Excerpted text:
»»

Marietta Fauntleroy Andrews (December 11, 1869 – August 7, 1931) was an American painter and designer.

== Biography ==
Andrews was born Marietta Fauntleroy Minnigerode in Richmond, Virginia. Her sister Lucy Minnigerode was head of the United States Public Health Service Nursing Corps.

She was of German descent, being the granddaughter of Charles Minnigerode, a revolutionary who fled to the United States in the 1830s due to his radical sentiments. She studied at the Corcoran School of Art in Washington, D.C. under Eliphalet Frazer Andrews, whom she would marry in 1895. She also studied in New York City with William Merritt Chase, with Luigi Chialiva of Paris, and Ernest Lieberman in Munich.

Beginning in 1890 she served as an assistant instructor at the Corcoran School. She visited Italy in 1892, and in 1896 became a founder member of the Washington Water Color Club. In 1920 she formed the National Monticello Association, one of a number of organizations formed to raise the funds to purchase Monticello, which had been put up for sale by its owner Jefferson Monroe Levy.

She produced designs for the stained glass windows of St. Paul's Church in Steubenville, Ohio. Her work may also be found at the University of Virginia, the George Washington University, and the American Society for Psychical Research. She published several books which she illustrated herself, including My Studio Window (1928); Scraps of Paper (1929); and George Washington's Country (1930); and also created silhouettes. She had two children, Mary Lord and Eliphalet Fraser. Towards the end of her life, she lived and worked on 16th Street in Washington, D.C. She died at her son's home, Vaucluse, in Alexandria, Virginia. She was buried in the family plot in Middleburg.

A sketchbook by Andrews, along with a collection of her drawings, was long held in the collection of the Corcoran Gallery of Art; at that institution's demise, all of these were transferred to the art museum at American University. A collection of her papers may be found at Virginia Commonwealth University.

««

Provided data:
»»

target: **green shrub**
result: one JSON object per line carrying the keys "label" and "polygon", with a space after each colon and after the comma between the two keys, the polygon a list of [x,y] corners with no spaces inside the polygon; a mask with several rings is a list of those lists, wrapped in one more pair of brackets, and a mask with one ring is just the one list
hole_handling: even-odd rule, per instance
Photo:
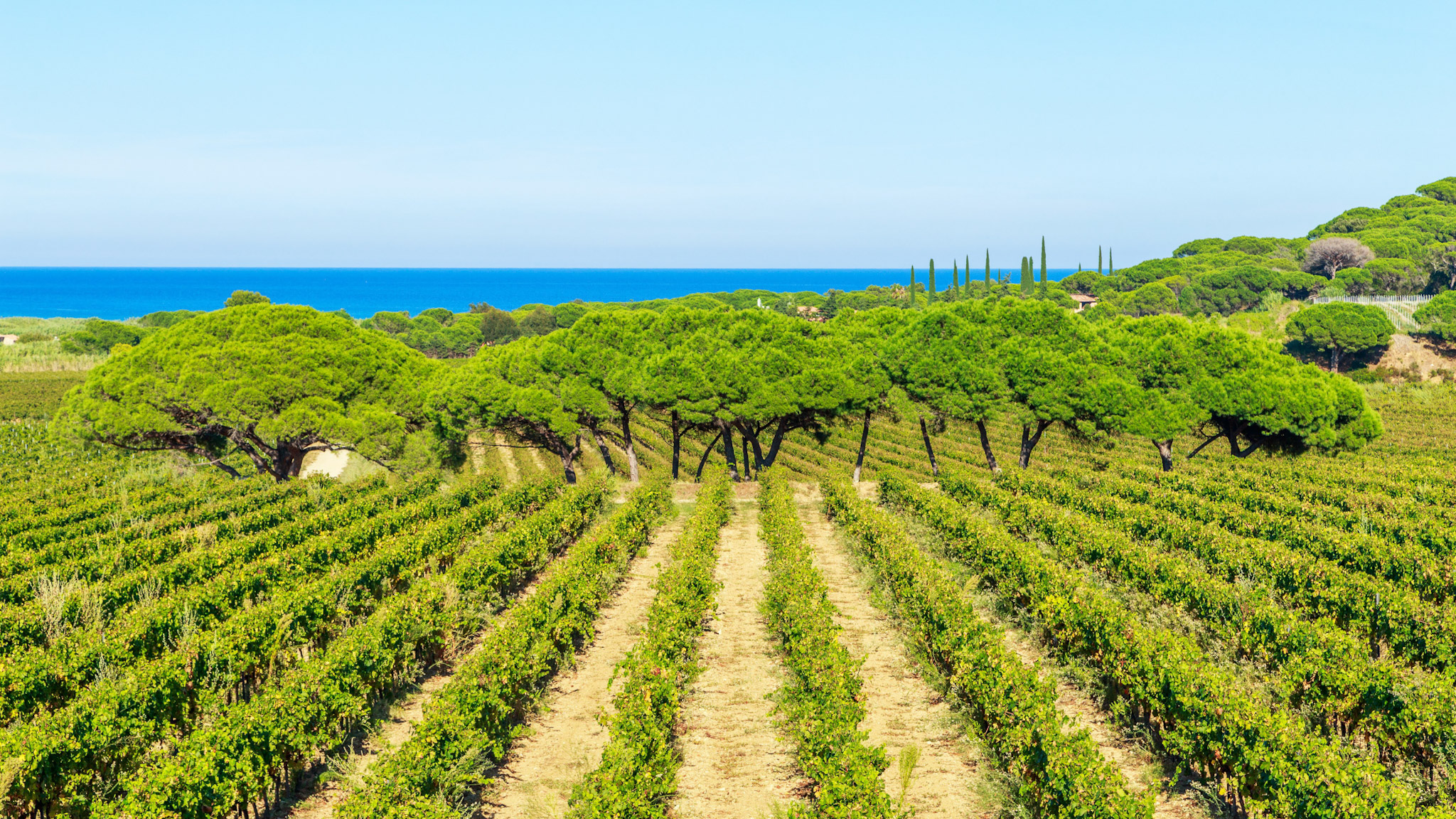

««

Work to complete:
1 – List each person the Marietta Fauntleroy Andrews biography says she studied under or with.
2 – Copy the portion of the Andrews biography between "Marietta Fauntleroy Andrews" and "Lieberman in Munich.", inclusive.
3 – According to the Andrews biography, where did she die?

Answers for the tasks:
1 –
- Eliphalet Frazer Andrews
- William Merritt Chase
- Luigi Chialiva
- Ernest Lieberman

2 –
Marietta Fauntleroy Andrews (December 11, 1869 – August 7, 1931) was an American painter and designer.

== Biography ==
Andrews was born Marietta Fauntleroy Minnigerode in Richmond, Virginia. Her sister Lucy Minnigerode was head of the United States Public Health Service Nursing Corps.

She was of German descent, being the granddaughter of Charles Minnigerode, a revolutionary who fled to the United States in the 1830s due to his radical sentiments. She studied at the Corcoran School of Art in Washington, D.C. under Eliphalet Frazer Andrews, whom she would marry in 1895. She also studied in New York City with William Merritt Chase, with Luigi Chialiva of Paris, and Ernest Lieberman in Munich.

3 – At her son's home, Vaucluse, in Alexandria, Virginia.